* _Given task_
Return every line of the entries below that contains the string "scattered".

[Entries from a dataset]
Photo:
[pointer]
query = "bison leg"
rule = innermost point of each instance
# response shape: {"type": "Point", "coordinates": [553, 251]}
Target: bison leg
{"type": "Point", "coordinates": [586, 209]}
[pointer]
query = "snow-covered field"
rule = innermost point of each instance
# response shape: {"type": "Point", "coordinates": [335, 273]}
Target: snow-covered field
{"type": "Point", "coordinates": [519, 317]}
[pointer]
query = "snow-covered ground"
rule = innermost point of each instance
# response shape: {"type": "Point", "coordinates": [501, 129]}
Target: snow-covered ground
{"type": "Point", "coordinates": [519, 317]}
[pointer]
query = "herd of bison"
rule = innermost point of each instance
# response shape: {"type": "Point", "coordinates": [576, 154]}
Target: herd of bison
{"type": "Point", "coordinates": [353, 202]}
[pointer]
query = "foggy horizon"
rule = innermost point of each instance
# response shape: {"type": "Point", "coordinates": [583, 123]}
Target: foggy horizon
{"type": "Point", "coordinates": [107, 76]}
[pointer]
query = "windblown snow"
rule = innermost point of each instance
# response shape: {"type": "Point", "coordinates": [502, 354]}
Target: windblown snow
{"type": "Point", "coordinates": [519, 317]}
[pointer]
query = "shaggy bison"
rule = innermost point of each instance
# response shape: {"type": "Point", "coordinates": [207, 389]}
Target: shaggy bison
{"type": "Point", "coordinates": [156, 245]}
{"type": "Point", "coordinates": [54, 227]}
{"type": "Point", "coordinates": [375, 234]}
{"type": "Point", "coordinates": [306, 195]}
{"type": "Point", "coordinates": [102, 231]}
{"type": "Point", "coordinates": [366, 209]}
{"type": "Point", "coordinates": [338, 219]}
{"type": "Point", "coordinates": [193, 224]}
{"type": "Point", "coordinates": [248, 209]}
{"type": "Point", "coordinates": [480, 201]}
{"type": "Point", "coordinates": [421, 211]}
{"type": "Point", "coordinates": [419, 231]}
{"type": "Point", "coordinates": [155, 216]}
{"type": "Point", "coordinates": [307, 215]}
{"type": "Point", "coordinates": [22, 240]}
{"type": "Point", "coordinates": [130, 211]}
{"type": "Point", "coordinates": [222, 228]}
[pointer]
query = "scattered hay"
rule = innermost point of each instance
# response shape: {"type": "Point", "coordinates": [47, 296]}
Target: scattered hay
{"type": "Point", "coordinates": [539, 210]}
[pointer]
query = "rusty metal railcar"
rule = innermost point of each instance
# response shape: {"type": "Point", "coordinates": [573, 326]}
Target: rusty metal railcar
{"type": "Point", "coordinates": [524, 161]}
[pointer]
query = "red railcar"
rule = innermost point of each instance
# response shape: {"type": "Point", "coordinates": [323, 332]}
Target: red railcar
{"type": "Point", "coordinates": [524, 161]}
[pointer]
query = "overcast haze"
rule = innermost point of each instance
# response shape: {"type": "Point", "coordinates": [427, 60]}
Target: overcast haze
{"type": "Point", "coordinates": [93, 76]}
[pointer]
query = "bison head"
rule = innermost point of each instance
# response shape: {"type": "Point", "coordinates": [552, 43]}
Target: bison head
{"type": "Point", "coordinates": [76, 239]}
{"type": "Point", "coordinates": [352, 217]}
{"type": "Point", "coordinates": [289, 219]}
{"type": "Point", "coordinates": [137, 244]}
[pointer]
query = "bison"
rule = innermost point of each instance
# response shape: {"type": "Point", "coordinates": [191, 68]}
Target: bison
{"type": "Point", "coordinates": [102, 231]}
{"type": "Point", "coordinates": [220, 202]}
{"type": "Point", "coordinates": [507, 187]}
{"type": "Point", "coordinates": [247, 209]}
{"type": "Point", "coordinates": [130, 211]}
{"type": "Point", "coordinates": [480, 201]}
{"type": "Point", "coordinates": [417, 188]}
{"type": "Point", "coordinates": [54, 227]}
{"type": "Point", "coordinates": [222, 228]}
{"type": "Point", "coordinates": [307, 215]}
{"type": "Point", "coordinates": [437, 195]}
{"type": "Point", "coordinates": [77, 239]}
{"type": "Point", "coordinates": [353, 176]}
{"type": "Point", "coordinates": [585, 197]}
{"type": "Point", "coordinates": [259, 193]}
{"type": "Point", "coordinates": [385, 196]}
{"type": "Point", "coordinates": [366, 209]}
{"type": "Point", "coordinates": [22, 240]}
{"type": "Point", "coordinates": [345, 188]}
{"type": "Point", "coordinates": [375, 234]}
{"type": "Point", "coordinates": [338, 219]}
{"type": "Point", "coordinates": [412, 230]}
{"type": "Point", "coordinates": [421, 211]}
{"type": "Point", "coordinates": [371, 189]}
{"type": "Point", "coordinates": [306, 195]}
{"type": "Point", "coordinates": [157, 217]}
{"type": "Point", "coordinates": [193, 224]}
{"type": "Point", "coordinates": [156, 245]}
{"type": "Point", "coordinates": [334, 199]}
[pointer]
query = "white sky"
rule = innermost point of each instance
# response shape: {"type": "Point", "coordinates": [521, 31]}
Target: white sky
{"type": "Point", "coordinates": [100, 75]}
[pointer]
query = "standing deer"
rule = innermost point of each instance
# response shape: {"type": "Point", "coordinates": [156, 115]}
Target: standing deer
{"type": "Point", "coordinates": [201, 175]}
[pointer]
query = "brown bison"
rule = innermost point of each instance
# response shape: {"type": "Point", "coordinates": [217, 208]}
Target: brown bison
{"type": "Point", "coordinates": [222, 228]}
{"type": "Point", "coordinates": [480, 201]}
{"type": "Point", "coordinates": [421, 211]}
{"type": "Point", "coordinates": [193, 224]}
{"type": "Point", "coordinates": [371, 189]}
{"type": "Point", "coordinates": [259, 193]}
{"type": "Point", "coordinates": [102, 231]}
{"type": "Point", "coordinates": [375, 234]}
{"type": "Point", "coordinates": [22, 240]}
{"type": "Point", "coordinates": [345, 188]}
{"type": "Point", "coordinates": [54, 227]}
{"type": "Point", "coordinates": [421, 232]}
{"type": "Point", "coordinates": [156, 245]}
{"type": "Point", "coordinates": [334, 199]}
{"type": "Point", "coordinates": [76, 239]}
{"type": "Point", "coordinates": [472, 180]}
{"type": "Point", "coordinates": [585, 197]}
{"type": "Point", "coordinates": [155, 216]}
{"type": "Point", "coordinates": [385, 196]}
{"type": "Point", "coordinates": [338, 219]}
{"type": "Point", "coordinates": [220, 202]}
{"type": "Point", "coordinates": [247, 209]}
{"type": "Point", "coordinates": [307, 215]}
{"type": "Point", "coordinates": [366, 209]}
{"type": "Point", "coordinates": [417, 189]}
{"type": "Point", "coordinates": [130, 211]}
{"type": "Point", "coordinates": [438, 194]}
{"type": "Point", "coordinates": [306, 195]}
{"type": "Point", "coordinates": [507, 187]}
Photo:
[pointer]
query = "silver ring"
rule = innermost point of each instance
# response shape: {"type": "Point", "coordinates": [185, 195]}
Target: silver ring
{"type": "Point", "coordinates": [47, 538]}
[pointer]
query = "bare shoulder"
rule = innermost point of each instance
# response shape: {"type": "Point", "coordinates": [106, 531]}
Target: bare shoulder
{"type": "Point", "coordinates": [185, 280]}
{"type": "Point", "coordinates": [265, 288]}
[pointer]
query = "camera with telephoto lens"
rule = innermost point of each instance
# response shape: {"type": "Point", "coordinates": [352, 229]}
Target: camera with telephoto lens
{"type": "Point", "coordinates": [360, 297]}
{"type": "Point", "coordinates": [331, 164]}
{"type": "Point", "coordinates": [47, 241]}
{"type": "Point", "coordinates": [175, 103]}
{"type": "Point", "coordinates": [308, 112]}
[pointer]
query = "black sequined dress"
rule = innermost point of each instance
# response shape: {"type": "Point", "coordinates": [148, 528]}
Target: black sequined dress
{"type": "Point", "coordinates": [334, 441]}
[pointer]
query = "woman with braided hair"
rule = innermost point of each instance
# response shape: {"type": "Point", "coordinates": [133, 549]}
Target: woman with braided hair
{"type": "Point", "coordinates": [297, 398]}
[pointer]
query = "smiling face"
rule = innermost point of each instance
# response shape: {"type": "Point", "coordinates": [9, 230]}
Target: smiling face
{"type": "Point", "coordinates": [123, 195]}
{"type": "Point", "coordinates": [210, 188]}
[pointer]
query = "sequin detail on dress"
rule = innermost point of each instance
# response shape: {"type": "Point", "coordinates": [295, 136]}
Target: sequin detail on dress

* _Finished task_
query = "scattered hay"
Target: scattered hay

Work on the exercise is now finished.